Count the rows below that contain the string "keypoint". Reply with the number only.

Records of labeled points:
★ ★ ★ ★ ★
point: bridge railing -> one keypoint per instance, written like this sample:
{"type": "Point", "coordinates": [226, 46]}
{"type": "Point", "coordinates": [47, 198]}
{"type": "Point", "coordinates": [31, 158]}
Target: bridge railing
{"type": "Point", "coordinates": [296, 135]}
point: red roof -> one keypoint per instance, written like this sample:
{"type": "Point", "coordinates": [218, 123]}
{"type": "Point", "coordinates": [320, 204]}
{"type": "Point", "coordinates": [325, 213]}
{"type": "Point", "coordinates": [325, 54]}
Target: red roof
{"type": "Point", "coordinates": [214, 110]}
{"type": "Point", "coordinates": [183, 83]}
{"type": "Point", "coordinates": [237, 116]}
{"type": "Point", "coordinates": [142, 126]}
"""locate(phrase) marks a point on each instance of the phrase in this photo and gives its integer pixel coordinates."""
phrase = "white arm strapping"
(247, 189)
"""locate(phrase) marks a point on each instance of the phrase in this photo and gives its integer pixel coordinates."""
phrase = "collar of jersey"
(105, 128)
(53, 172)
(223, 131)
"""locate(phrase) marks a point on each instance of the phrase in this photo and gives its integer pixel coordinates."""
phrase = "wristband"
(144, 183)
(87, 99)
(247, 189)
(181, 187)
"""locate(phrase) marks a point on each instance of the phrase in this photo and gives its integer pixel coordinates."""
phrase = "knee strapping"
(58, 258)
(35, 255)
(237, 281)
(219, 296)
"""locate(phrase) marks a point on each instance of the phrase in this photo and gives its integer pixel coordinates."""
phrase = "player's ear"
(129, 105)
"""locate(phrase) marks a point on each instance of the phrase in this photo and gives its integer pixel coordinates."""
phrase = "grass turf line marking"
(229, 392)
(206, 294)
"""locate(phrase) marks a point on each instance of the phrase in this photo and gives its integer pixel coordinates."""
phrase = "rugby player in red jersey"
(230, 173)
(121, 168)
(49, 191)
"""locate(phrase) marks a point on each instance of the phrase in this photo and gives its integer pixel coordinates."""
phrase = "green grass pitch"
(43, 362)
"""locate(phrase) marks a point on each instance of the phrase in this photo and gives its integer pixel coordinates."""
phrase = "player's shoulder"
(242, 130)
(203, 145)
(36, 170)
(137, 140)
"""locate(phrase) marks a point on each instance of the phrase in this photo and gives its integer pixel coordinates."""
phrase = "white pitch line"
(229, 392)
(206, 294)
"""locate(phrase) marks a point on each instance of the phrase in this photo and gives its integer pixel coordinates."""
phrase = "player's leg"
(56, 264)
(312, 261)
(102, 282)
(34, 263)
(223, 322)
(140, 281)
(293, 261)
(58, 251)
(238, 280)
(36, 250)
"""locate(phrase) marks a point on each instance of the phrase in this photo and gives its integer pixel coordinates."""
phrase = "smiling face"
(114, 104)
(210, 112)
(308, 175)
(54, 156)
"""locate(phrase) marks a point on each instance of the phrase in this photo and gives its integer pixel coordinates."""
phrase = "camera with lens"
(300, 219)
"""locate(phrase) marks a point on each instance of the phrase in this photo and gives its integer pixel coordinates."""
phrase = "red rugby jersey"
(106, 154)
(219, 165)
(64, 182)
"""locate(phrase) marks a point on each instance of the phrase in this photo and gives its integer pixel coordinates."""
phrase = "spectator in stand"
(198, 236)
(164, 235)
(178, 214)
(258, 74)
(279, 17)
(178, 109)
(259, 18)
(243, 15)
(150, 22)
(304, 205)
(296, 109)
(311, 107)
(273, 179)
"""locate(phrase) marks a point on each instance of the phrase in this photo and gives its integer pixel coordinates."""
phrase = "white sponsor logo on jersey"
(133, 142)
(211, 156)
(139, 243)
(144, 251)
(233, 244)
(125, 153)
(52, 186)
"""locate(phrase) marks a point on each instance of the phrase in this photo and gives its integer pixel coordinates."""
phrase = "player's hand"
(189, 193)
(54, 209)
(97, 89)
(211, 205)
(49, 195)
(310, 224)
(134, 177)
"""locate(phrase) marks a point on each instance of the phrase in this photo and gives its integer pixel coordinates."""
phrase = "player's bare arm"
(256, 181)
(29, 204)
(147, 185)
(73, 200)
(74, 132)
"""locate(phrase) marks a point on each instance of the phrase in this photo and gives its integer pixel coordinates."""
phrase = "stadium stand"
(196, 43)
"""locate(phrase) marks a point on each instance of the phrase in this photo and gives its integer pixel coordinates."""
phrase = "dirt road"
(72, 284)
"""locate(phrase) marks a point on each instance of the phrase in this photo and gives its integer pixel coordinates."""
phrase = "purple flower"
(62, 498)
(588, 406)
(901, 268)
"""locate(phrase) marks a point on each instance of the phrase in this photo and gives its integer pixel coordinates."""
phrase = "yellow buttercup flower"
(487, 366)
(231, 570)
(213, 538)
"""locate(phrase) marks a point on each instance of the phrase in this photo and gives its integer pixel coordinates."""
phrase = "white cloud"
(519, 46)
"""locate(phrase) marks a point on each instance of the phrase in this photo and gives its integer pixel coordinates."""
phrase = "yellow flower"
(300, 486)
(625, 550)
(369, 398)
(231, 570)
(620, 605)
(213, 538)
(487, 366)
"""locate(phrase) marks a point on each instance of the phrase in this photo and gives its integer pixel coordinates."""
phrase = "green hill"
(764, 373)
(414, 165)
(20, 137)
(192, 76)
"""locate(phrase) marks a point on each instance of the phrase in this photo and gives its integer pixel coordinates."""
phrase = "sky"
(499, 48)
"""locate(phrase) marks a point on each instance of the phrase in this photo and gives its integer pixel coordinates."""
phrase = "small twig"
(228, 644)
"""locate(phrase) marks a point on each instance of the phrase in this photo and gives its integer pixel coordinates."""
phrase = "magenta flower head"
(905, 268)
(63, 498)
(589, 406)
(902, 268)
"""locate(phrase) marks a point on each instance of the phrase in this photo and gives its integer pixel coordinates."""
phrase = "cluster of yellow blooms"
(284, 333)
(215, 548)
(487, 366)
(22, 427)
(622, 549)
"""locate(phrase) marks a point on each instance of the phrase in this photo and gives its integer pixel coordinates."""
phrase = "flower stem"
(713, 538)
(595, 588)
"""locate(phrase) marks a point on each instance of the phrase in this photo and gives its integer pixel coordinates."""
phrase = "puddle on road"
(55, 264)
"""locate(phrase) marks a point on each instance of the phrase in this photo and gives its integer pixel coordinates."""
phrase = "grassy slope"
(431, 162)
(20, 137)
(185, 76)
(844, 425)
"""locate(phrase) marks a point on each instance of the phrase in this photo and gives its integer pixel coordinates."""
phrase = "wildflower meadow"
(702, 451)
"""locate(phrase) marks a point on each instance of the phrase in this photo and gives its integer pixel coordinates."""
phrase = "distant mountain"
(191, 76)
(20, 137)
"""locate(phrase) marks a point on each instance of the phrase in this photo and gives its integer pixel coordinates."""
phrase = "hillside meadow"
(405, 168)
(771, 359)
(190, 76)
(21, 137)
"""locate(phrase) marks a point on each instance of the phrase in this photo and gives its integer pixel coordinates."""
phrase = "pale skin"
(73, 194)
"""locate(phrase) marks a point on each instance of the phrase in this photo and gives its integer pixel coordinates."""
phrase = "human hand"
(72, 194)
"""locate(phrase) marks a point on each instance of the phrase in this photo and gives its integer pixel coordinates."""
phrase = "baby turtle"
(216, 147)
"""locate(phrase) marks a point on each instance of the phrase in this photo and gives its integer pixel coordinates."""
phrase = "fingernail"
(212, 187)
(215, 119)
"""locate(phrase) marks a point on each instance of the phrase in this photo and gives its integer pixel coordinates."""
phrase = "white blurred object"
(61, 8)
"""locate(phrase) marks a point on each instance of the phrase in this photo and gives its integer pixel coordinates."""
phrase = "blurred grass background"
★ ★ ★ ★ ★
Task answer: 2